→ Items from a dataset:
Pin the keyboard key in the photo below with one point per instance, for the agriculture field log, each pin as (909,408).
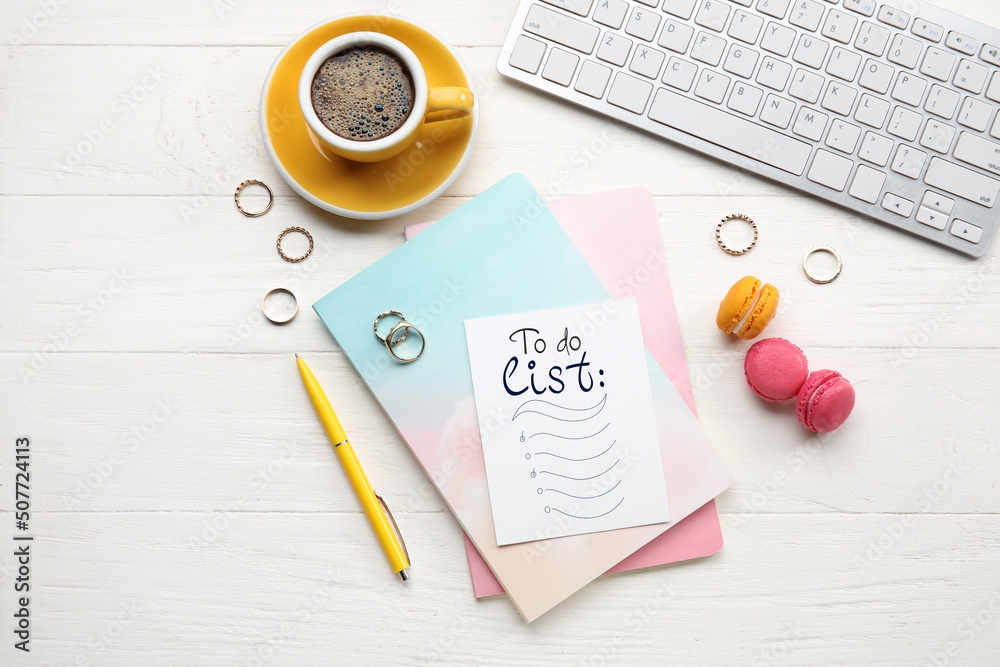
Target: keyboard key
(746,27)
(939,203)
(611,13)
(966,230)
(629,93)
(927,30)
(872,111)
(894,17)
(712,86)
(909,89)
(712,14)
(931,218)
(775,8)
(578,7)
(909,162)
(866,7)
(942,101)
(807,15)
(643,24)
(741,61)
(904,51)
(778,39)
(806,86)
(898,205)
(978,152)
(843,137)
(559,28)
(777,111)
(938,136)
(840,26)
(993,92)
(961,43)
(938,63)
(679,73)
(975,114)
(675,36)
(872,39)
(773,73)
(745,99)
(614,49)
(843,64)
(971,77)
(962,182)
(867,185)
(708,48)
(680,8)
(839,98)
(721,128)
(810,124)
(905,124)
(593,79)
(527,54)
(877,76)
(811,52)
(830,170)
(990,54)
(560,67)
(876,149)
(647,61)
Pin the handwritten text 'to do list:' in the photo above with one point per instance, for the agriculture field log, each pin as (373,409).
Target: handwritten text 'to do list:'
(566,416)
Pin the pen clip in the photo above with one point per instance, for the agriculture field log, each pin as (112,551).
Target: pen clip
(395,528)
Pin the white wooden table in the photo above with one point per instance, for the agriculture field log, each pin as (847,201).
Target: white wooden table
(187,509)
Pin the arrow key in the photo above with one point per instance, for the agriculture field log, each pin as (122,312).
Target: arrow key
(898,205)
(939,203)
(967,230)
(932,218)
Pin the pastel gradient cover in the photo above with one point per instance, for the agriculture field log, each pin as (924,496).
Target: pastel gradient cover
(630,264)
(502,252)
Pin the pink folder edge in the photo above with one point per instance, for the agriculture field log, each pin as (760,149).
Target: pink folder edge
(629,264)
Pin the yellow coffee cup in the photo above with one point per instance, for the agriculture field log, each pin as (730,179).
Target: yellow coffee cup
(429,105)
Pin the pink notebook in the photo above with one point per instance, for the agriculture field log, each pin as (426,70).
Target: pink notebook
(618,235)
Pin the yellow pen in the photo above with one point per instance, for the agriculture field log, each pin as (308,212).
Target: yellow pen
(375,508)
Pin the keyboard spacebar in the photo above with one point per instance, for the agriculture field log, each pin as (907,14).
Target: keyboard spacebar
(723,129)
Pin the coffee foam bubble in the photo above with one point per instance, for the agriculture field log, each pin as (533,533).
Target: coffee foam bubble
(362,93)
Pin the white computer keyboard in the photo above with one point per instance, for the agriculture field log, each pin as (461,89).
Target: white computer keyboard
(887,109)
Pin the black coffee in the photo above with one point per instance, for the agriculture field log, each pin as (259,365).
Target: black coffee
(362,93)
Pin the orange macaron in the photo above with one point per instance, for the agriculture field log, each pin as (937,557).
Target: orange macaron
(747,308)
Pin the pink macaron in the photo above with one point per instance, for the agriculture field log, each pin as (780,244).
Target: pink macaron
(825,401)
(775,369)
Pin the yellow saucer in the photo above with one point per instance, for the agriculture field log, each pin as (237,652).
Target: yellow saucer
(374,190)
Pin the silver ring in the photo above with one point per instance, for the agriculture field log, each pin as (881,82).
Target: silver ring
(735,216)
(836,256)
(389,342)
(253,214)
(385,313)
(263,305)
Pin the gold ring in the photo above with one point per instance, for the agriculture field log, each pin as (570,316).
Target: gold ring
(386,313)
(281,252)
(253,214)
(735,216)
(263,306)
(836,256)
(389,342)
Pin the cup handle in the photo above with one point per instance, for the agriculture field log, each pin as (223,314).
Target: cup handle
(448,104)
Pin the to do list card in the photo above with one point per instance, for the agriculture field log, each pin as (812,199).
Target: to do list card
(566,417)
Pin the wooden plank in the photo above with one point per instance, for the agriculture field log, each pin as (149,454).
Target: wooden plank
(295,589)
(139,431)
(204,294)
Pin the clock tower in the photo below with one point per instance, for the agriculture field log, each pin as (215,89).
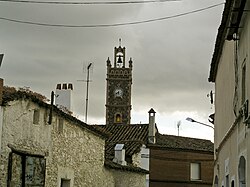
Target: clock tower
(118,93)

→ What you will do:
Please reproduce the listing with "agriculture field log" swapped for "crop inspection log" everywhere, changing nothing else and leaving out the pictures.

→ Result:
Pin the keyboard key in the photo below with one point per instance, for the crop inspection log, each pin as (909,408).
Target: keyboard key
(746,27)
(939,203)
(611,13)
(966,230)
(629,93)
(927,30)
(872,111)
(894,17)
(712,86)
(909,89)
(712,14)
(931,218)
(775,8)
(578,7)
(909,162)
(866,7)
(942,101)
(807,15)
(643,24)
(741,61)
(904,51)
(778,39)
(806,86)
(898,205)
(978,152)
(843,137)
(559,28)
(777,111)
(938,136)
(840,26)
(993,92)
(961,43)
(938,63)
(679,73)
(975,114)
(675,36)
(872,39)
(773,73)
(745,99)
(614,49)
(843,64)
(971,77)
(962,182)
(867,185)
(708,48)
(680,8)
(839,98)
(721,128)
(810,124)
(905,124)
(593,79)
(527,54)
(877,76)
(811,52)
(830,170)
(990,54)
(560,67)
(876,149)
(647,61)
Pin the handwritten text 'to do list:' in the photo above with one point per instance, for the crop inspection log, each pin as (373,409).
Target: handwritten text 'to do list:'
(566,416)
Pin the pen clip in the photo above with one point per instance, for the crop inspection log, each pin as (112,551).
Target: pen clip
(395,528)
Pin the white wooden table in the photo above with one point per instance, for the crop inspection log, each pin as (847,201).
Target: white wooden table
(187,509)
Pin the arrow key in the photo above with one point per instance, for the crop inspection log, each pin as (122,312).
Target: arrow key
(898,205)
(939,203)
(967,230)
(932,218)
Pin the pastel gradient cover in the photo above with one point per instance, for the crop inspection log, each pin as (924,496).
Target: pastel gradient cover
(630,264)
(502,252)
Pin the pink folder edge in the photo above with one point per instance, for the crop inspection log, each pin as (760,149).
Target: pink folder edge
(629,264)
Pin the yellow coffee cup in the photo above with one point per instance, for the crop inspection log, each pin as (730,179).
Target: yellow coffee cup
(429,105)
Pin the pink notebook in the photo above with one point per instance, for the crop inspection log, each pin as (426,70).
Target: pink notebook
(618,235)
Pin the yellow pen in the photo above with one point per instance, for the crop inspection log, each pin as (308,212).
Target: yellow pen
(375,508)
Pin the keyboard spacebar in the photo above with one point per instance, for the crop inspection log, each pin as (907,14).
Target: keyboard spacebar
(723,129)
Pin the coffee foam bubble in the photo above with one point per instance, for the crop inspection log, each pin as (533,533).
Target: coffee foam bubble
(362,93)
Pin the white computer keyboard in the photo above with one point per instance, for the crop inspection log, each pin as (461,89).
Target: white computer keyboard
(887,109)
Pin the black coffee in the photo above with one point per instance, for the crop inspection log, each pin as (259,365).
Target: black coffee
(362,93)
Pin the orange macaron in the photo above with one point per instance, for the crop inspection log, each pin as (937,557).
Target: orange macaron
(747,308)
Pin the pink macaron in the photo above with one point per instance, for the crop inspection log, each pin as (780,244).
Target: pink macaron
(825,401)
(775,369)
Pin the yellow saucer in the photo above with one point per instance, for the crop inspection log, each pin as (237,652).
Target: yellow saucer
(374,190)
Pin the silver ring in the photo above with one point per instance, for the crop inspection log, each pin as (881,82).
Target: silver ring
(735,216)
(836,256)
(389,342)
(253,214)
(385,313)
(263,305)
Pin the gold ring in the photo above with one point per instance, for the crop inspection log, each pin as (570,316).
Target: gold ring
(386,313)
(281,252)
(253,214)
(735,216)
(263,306)
(836,256)
(389,342)
Pin the cup handle in the photo above with one point per instance, for the crop inspection log, each pin as (223,314).
Target: cup handle
(448,104)
Pin the to do list card in the photo above with one point per instance, for the crop inspection log, each pin as (812,199).
Target: to do list card
(566,417)
Pin the wooden plank in the photo above with one point per instance, for the crop inspection log, each pin as (149,454).
Target: wooden plank
(295,589)
(139,431)
(204,294)
Pin the clock tower in the photo below with one point per instance, for the crop inspection log, each pin as (215,89).
Target: clock tower
(118,93)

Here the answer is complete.